_Text:_
Managing People and Expectations

Clearly, managing people is the single most challenging part of managing projects, if not managing life in general. This article delves into how to do it well.

I once decided not to manage anyone anymore. Super intelligent and capable people were irrational and acted like babies or teenagers. Some people were nice, but not as competent as I wanted them to be. Others were very competent but had no people skills or were lazy. Few could handle criticism.

My favorites were the highly competent, easy to work with, self-aware and self-managing ones. Give them a direction or goal and they just get it done, while keeping everyone informed and using best practices. No drama. Adaptability. Flexibility. Motivated by quality and service. People oriented. Emotionally intelligent.

Related Article: Managing A Virtual Project Team

What I learned in the years since then is that:

  • You can’t really get away from having to manage unless you go and live in a cave and meditate all the time.
  • We are all on a continuum regarding intelligence, motivation, skill, relationships, emotional maturity, and self-awareness.
  • The effective manager works across the spectrum, adapting to the needs of each person, accepting imperfection while promoting optimal performance, and recognizing when individual weaknesses or misdirection warrant intervention and dismissal.
  • Managing is a wonderful opportunity to practice being mindfully aware, patience and selfless service.

There is a blending of analytical objectivity, like Vulcan side of Mr.Spock, and a heartfelt understanding of other people and their nature, wants and needs.

Managing

Let’s define terms. What do we mean by managing? To manage, according to a few dictionaries, is to: 

  • control dominate, influence, handle, govern, be in charge
  • succeed in the face of challenges
  • take charge or care for and make decisions for
  • direct a professional career.

Everyone manages something. Individuals manage themselves while project managers manage projects and CEO s manage organizations.

On the surface management is pretty clear – take charge and get it done. However, in practice, issues arise around how much control, domination, caretaking and decision-making one should do and how best to do it. Egos are involved. The complexities and uncertainties that come with relationships with other people require artful management.

Managing Well

Managing adds value, though, remember, it is not direct performance. Direct performance is what results in useful outcomes. Managing is an enabler that improves direct performance and the probability of success.

For example, a manager will create an environment in which performers have all they need to do a great job and are minimally weighted down with administrative and management chores.

The effective manager tries to put himself out of a job by setting up a process by which a person, team or organization can manage itself. The process promotes the definition of clear, rational expectations – product and performance objectives and clear roles and responsibilities. The process ensures that acceptance criteria are known and accepted. Status reporting is regular and accurate, reflecting current effort against a plan. Issues, risks, and their resolution are tracked. Transparency is valued.

The process identifies the flaws. No one has to point fingers; the facts say it all. Task X is late and over budget, it has been in that state for weeks and keeps getting delayed. The responsible party, seeing his own performance reflected in the numbers, can raise the red flag himself and ask for help. The manager the issue is addressed.

Accountability and Criticism

Accountability is a key factor. Management process makes sure that individuals are accountable for their work and behavior. Most people don’t mind that when their work and behavior are positive or when referring to someone else.

_Data block:_
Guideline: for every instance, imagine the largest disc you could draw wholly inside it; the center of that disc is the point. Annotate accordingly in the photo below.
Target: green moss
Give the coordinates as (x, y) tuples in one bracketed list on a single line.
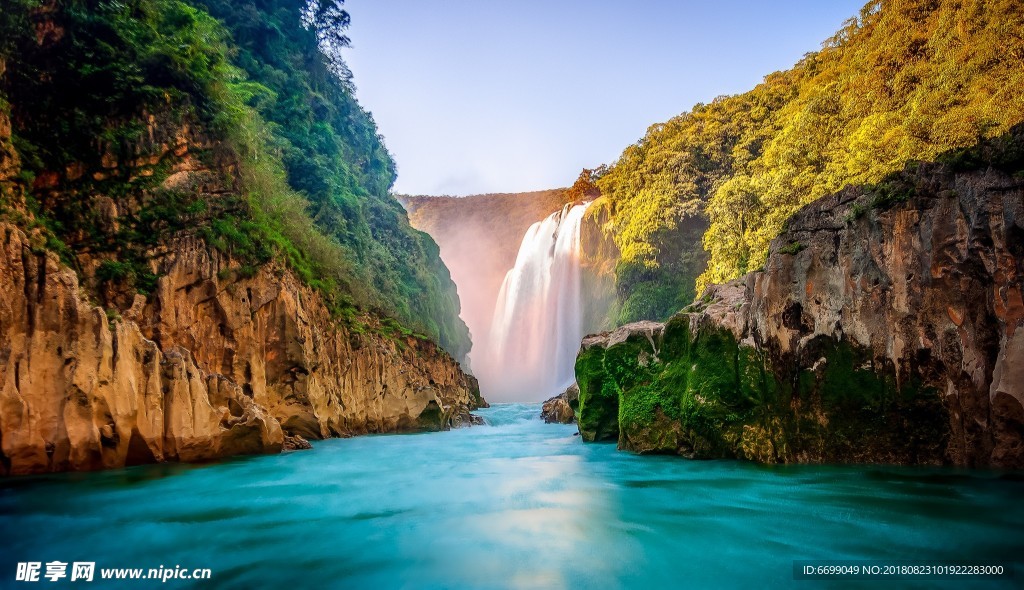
[(708, 395), (792, 248)]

_Work to do:_
1) List the definitions of "to manage" that the article on managing people gives from dictionaries.
2) Resume the article on managing people from the point where it stops, carrying on its discussion of accountability and criticism.
The lines that come after the article are not needed here.

_Solved problems:_
1)
- control dominate, influence, handle, govern, be in charge
- succeed in the face of challenges
- take charge or care for and make decisions for
- direct a professional career

2)
Unfortunately, accepting criticism with the deep understanding that it is through criticism that one can improve is not as prevalent as it could be. Many people are defensive, fearful of being disciplined, and as unskilled at giving as taking negative criticism. People are often afraid to speak up.

The effective manager makes it clear to the people who report to him/her that they are all peers with different roles to play. He promotes critical feedback and expects it to be offered constructively. He expects people to request help when they need it and to speak their mind.

The effective manager also accepts that while all these best practices are great, they are not always perfectly executed. Imperfection is a fact of life. As managers, we must be ready to adjust mindfully to any condition, any set of relationships.

Expectations, Kindness, and Clarity

With accountability comes the challenge of handling people who do not meet expectations. The following questions are meant as a starting point for ensuring that you are mindful while managing your team and yourself.

In teams, whether you are a manager or not, you have expectations regarding another person’s performance, personality, appearance, relationship and communication skills. What are your expectations based on? Is it wishful thinking, perfectionism or a professional standard?

Does the other person know what your expectations are? Are they reasonable and likely to be met.? What will you do if they are not met? Does the other person know that? How will his knowing it effect his performance?

Do you play favorites? What happens when someone you like is having a hard time getting his work done? What happens when you don’t like someone who is having a hard time? How do you differentiate between a novice and a senior worker who lack skill and need support?

Are you happy to help? How does it feel when you have to fix up someone else’s work, without taking credit for it?

The degree that you can support people you don’t like is a measure of your maturity.

Does the desire to get ahead by showing others up drive behavior and the ability to help others perform? Do you get some pleasure out of pointing out faults? Do you acknowledge the positive?

Do you believe that everyone should be perfect or as at least as good as you are or were when playing his role? How does that drive your attitude about your own work and the work of others?

Management Action

A healthy team adjusts to support members’ weaknesses.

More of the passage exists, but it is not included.